[What you should do]
Find the line with "Need: mark the innermost point of each instance of the haze". Repeat it and each line after it, exactly, down to the end of the records below.

[The data]
╔══
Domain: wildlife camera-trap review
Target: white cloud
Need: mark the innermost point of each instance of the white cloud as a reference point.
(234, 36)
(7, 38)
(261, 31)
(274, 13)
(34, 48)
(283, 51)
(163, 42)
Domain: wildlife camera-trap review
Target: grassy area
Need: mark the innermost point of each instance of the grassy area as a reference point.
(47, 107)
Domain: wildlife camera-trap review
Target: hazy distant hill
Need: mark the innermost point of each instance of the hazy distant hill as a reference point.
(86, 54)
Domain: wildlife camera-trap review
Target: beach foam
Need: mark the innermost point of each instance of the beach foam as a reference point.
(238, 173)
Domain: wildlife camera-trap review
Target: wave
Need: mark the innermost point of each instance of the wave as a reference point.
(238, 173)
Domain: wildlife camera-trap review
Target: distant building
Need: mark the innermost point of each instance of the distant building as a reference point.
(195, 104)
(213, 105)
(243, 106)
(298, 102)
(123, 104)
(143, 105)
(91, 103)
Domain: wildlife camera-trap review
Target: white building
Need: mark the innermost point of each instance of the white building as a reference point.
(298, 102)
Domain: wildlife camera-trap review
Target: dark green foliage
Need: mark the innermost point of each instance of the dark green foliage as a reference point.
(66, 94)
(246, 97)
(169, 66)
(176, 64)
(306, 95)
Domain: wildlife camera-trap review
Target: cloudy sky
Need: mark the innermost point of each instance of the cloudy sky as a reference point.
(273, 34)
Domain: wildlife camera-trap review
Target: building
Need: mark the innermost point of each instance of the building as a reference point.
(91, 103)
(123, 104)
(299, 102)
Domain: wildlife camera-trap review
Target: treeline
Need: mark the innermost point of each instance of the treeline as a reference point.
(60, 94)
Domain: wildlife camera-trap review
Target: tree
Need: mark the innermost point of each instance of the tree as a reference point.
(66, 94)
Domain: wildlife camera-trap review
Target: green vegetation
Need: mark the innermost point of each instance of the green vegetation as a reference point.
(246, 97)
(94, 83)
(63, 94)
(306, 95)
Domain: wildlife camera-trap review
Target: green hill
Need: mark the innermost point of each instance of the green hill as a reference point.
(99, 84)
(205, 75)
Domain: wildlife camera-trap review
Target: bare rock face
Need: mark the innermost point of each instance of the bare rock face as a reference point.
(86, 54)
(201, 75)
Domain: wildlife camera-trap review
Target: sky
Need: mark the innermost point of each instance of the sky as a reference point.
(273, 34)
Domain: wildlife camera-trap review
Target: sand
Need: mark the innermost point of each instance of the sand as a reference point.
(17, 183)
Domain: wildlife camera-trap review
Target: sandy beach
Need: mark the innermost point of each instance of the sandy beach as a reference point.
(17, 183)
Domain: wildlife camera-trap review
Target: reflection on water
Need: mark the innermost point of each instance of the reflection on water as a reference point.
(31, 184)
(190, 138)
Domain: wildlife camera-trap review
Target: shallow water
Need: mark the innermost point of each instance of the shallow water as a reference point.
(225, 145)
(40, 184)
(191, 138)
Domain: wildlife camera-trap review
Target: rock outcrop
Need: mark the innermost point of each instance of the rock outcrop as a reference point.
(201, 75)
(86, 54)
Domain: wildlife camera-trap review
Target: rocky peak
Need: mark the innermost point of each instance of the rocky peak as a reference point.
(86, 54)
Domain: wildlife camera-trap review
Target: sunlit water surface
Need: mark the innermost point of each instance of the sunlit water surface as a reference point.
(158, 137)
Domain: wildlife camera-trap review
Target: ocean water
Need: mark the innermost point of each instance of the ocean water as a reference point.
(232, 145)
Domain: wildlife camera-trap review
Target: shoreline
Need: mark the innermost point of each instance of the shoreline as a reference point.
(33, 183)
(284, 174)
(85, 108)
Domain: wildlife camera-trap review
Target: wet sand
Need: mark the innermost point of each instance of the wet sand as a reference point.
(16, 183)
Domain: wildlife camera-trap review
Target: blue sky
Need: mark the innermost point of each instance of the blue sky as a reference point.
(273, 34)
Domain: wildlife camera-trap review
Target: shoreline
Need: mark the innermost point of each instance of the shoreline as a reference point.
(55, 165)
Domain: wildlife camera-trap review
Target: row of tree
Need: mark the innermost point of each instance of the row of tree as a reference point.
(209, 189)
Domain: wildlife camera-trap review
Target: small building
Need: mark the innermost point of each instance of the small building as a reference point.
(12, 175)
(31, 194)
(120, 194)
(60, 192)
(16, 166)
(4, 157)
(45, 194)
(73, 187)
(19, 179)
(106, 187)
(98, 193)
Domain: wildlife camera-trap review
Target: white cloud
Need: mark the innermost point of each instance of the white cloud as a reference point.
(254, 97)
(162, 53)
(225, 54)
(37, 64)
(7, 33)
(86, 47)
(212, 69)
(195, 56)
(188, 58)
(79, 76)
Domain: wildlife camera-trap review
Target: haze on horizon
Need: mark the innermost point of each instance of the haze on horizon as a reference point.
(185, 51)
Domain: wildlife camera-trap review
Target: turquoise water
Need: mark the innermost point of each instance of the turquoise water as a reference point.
╚══
[Output of the task]
Need: mark the innermost point of each instance of the haze on horizon as a reference point.
(185, 51)
Domain: wildlife camera-trap review
Target: turquoise water
Need: mark the innermost point of each instance of the turquoise water as a reference point.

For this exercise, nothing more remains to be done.